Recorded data
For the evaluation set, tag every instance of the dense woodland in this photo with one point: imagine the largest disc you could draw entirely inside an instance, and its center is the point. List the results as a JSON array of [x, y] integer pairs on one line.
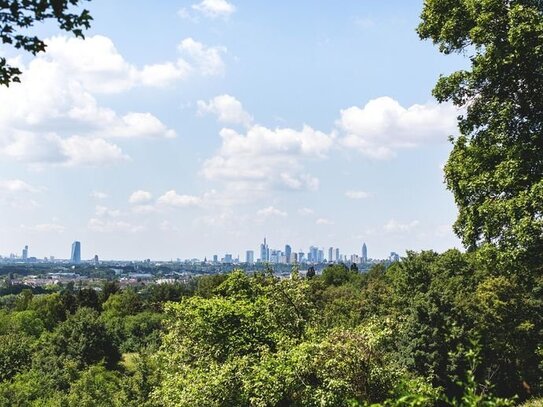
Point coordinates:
[[428, 330], [457, 328]]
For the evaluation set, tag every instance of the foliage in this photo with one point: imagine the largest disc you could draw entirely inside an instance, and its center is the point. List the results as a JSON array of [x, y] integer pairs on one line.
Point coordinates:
[[495, 170], [17, 16]]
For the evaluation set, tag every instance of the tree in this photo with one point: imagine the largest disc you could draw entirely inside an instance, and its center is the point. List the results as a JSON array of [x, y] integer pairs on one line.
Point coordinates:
[[16, 16], [495, 170]]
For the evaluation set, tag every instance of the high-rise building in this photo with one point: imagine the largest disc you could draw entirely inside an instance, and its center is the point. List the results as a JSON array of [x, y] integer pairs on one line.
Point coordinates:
[[313, 255], [264, 252], [76, 253], [288, 254], [250, 257]]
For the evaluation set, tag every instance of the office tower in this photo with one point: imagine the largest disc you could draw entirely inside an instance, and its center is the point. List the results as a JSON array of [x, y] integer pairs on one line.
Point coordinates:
[[364, 253], [250, 257], [264, 252], [288, 254], [76, 253], [313, 255]]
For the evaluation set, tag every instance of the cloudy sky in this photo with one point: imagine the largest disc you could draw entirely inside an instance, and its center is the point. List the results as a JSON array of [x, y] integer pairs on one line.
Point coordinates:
[[192, 128]]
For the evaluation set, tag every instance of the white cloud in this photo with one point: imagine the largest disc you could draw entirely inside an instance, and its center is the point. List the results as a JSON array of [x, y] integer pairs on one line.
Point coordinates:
[[90, 151], [228, 109], [112, 226], [357, 194], [394, 226], [215, 8], [45, 228], [271, 211], [172, 198], [207, 60], [383, 126], [306, 211], [16, 186], [98, 195], [324, 221], [54, 116], [265, 159], [104, 211], [96, 63], [139, 197]]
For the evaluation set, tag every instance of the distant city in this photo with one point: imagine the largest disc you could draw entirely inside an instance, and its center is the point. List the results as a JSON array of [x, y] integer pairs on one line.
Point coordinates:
[[315, 255]]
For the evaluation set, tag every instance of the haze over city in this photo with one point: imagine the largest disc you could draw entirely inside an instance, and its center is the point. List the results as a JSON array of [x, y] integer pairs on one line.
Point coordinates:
[[233, 124]]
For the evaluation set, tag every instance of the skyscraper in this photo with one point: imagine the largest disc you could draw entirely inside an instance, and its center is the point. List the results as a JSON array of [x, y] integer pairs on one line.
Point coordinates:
[[264, 252], [364, 253], [288, 253], [313, 255], [250, 257], [76, 253]]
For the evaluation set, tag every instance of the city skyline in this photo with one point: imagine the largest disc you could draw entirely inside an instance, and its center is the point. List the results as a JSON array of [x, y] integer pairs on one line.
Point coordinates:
[[208, 131], [288, 256]]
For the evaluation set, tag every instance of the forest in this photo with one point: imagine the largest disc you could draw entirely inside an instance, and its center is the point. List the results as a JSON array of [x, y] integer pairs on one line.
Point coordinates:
[[459, 328]]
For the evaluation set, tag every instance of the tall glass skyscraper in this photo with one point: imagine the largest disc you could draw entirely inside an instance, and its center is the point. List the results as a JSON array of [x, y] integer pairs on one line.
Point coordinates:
[[76, 253], [364, 253]]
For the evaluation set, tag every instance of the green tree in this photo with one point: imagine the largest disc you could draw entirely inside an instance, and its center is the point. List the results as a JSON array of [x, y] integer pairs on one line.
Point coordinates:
[[17, 16], [82, 339], [495, 170]]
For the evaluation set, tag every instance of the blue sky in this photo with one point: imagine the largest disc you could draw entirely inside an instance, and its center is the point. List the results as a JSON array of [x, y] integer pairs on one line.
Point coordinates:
[[192, 128]]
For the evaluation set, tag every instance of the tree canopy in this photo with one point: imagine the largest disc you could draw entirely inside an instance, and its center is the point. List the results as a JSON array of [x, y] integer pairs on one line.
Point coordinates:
[[495, 170], [17, 16]]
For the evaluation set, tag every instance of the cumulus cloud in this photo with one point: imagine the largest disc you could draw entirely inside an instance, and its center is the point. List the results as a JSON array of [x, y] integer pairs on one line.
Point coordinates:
[[383, 126], [96, 63], [107, 220], [394, 226], [173, 199], [112, 226], [16, 186], [98, 195], [45, 227], [54, 117], [207, 60], [214, 8], [227, 108], [306, 211], [357, 194], [264, 159], [324, 221], [140, 197], [271, 211]]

**WRITTEN REQUEST:** Retype all of the records above line for line, leaving out the pictures.

**SOLUTION TO THIS PROBLEM:**
For the evaluation set, tag every instance of the dense woodland in this photo with one point: imagine the largest disc you could draw entirely inside an instance, and its center is the point. List the results as a JSON array of [x, y] integer pairs on one line.
Point coordinates:
[[428, 330], [457, 328]]
For the evaluation set, tag every instance of the foliage in this photo with one point: imagine the largest disc you could draw entirely inside an instance, and its center is the point. List the results as a JSON array of [x, y] integer pairs on one line.
Point coordinates:
[[495, 170], [17, 16]]
For the evaluation set, tag every instance of the tree in this photo with one point: imagine the largest disc you could draw entirely inside an instance, and its center is the point. List the results as a JSON array of [x, y] integer pairs on one line.
Point coordinates:
[[16, 16], [495, 170]]
For the evaluation set, tag every instance of the high-rise building in this photo with one point: imagine the largest disc you could draw entirely inside an instance, and its center is the point. List the results as a JSON array of [x, y] integer pairs on one line.
Point coordinates:
[[313, 255], [264, 252], [76, 253], [288, 254], [250, 257]]
For the evaluation set, tag every instance of the office tower in this photo with one point: imagine the largest disc you could draw entirely inside an instance, and its center is the point. List the results as a JSON array of [x, y] integer pairs on one line.
Point coordinates:
[[364, 253], [250, 257], [264, 252], [288, 254], [76, 253], [313, 255]]
For the evaluation set, tag every instance of the cloudy sky in this photo with one point: imagine the largest disc you could draw entirely inside an instance, and its center is the point. List the results as a JSON array of [x, y] integer pairs on one line.
Point coordinates:
[[192, 128]]
For the evaluation set, tag every instance of the white cloud in this photo with one point: imagine the largest disc you could draw entirely inside an instance, and its center is the point. List the results as a JSON array of [x, y] integer pairs on one line.
Point coordinates:
[[90, 151], [228, 109], [112, 226], [357, 194], [394, 226], [215, 8], [45, 228], [271, 211], [172, 198], [207, 60], [383, 126], [306, 211], [16, 186], [98, 195], [324, 221], [54, 116], [265, 159], [104, 211], [96, 63], [139, 197]]
For the evaluation set, tag every instance of the distant city in this photo with one point: imagine the largest disc you could draw entirely inside an instance, and its center is the point. List the results as a JSON array of [x, y] integer pairs on one line.
Point coordinates:
[[315, 255]]
For the evaluation set, tag every instance of the haze over city in this photo with one point: imagine the largest disc you could draw entirely inside an instance, and its center is the point. List the results as a JSON array of [x, y] integer pairs on one line.
Point coordinates:
[[233, 124]]
For the evaluation set, tag every instance of the skyscraper in this photo with one point: imagine the largest disc you could draw entirely inside an instance, and its center is the point. List the results as a JSON array of [x, y] integer pairs on one line.
Point coordinates:
[[264, 252], [364, 253], [288, 253], [313, 255], [250, 257], [76, 253]]
For the evaluation set, tag every instance of the city skyline in this photo with one point: imagine the largest disc you could draw entirely inside an instance, and its center is the point. List the results as a JSON array of [x, y] integer pairs on one line.
Point coordinates:
[[208, 131], [288, 256]]
For the evaluation set, tag every instance of the forest in this photo with one point: imagine the largest disc you could draw entirely inside an instance, and its center is the point. List the results as a JSON array of [x, y] integer pairs on one line.
Point coordinates:
[[459, 328]]
For the evaluation set, tag every instance of the tall glass skyscraper in this photo with one point: imagine the largest disc you could draw entirely inside an instance, and its center is the point. List the results as a JSON array of [x, y] integer pairs on one line.
Point coordinates:
[[76, 253], [364, 253]]
For the evaluation set, tag every instance of the green tree in this photo with one point: imagine the largest disc you could draw entirely inside an instance, and its center is the point. List the results as a JSON array of [x, y] integer pairs on one line.
Point coordinates:
[[17, 16], [82, 339], [495, 170]]
For the evaluation set, tag every instance of the blue sky in this photo with one point: imagine the largest disc you could draw entirely inside an instance, and its center is the point. List the results as a JSON array of [x, y] integer pairs on one line.
Point coordinates:
[[192, 128]]
For the evaluation set, tag every instance of the tree canopy in this photo with one point: imagine the largest disc you could draw entirely inside an instance, and its center is the point. List the results as a JSON array of [x, y] integer pairs on one line.
Point coordinates:
[[495, 170], [17, 16]]
For the evaluation set, tag every instance of the cumulus cloud in this photo with one point: imagine the largest disc you could draw entirely inside an instance, and its center is the point. List the results as a JSON array of [x, y] integer pairs on one line.
Point coordinates:
[[383, 126], [96, 63], [107, 220], [394, 226], [173, 199], [112, 226], [16, 186], [98, 195], [45, 227], [54, 117], [207, 60], [214, 8], [227, 108], [306, 211], [357, 194], [264, 159], [324, 221], [140, 197], [271, 211]]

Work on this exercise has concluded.